Reading passage:
============================================================

Faculty members can take a more active role in curbing the rising number of mental health problems among students by being attentive to academic performance and being open to students' personal concerns, Dean of Students Penny Rue said.

This semester, Rue and Russ Federman, director of the Counseling Center with U.Va. Counseling and Psychological Services, have initiated a series of information sessions concerning student mental health with the faculty of various schools within the University. During the sessions, faculty members are presented with statistics gathered from the National College Health Assessment Survey and data from CAPS, among other sources.

"Our intent with this was to give the faculty an overview of the current mental health issues that students are dealing with," Federman said.

Rue and Federman said they also are seeking to educate the faculty on signs and symptoms of mental health problems, instructing them on ways of approaching students to address problems they may have.

The forum was prompted by a "growing awareness of the mental health issues that many students are dealing with," Federman said.

Forty-five percent of University students randomly sampled have reported psychological episodes so severe that they can't perform properly. So far in 2005, 50 students have been hospitalized for psychological reasons, Rue said.

Teaching assistants and professors have the most direct contact with students and, according to Federman, may best understand the academic rigors that students face and could play an important role in aiding students.

"The faculty can be the first to observe that a student is in distress," Federman said.

Often the first sign of mental health problems in students is a decline in academic performance, and teachers and professors are the first to take notice of this, Rue said.

Approaching the students can be a powerful intervention tool, she said.

Rue and Federman urged the faculty members of the departments they visited to be proactive in addressing students who may have a problem.

"Most of our students feel like they should be able to handle things on their own, and are loath to ask for help," Rue said.

Rue and Federson presented their findings and tips to the Architecture School, among other departments, and faculty members there said they found the information to be very useful.

"Many of the faculty members have seen these symptoms in students firsthand, and now they've had someone with expertise to confirm their suspicions," Architecture School Associate Dean Bruce Dotson said.

Dotson said faculty members were not sure what to do, or whether they had the proper training to help students deal with mental health problems.

"The two presenters assured us that the best approach was not to offer advice, but to offer an ear," he said.

============================================================

Given entries:
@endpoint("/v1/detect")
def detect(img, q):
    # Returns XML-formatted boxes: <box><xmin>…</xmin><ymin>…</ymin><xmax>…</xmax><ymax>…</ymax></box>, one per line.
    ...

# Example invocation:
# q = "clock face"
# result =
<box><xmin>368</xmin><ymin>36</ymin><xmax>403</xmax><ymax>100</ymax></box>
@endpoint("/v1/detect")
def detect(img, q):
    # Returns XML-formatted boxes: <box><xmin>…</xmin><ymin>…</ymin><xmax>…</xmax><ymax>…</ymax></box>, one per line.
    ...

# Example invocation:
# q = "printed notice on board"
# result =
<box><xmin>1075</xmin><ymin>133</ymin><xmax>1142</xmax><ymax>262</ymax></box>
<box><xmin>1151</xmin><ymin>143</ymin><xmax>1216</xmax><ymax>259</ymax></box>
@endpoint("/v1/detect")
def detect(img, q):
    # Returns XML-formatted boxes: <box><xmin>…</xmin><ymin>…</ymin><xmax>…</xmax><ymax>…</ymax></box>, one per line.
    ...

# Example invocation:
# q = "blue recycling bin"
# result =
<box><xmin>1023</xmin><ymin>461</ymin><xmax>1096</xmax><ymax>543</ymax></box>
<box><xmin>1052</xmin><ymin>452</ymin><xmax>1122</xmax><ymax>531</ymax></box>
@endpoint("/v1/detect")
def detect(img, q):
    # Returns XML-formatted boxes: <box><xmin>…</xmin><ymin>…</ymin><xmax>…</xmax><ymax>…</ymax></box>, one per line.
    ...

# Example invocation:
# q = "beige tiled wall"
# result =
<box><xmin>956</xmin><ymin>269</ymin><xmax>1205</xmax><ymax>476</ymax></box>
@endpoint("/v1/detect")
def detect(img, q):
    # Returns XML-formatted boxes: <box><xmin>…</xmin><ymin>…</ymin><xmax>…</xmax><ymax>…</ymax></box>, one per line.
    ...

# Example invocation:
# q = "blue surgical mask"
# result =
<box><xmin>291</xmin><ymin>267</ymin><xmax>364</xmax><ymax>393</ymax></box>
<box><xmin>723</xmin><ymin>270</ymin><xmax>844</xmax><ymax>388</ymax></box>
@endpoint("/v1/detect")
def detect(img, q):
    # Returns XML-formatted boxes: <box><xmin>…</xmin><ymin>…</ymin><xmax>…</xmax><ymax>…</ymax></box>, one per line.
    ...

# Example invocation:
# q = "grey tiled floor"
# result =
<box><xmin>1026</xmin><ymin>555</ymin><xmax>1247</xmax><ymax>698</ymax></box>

============================================================

Explore the material:
**1.** According to the article on student mental health, how many students had been hospitalized for psychological reasons so far in 2005?
**2.** From the article on student mental health, reproduce word for word the passage that begins with the words "Forty-five percent of" and ends with "in aiding students.".

Exercise results:
**1.** 50 students.

**2.**
Forty-five percent of University students randomly sampled have reported psychological episodes so severe that they can't perform properly. So far in 2005, 50 students have been hospitalized for psychological reasons, Rue said.

Teaching assistants and professors have the most direct contact with students and, according to Federman, may best understand the academic rigors that students face and could play an important role in aiding students.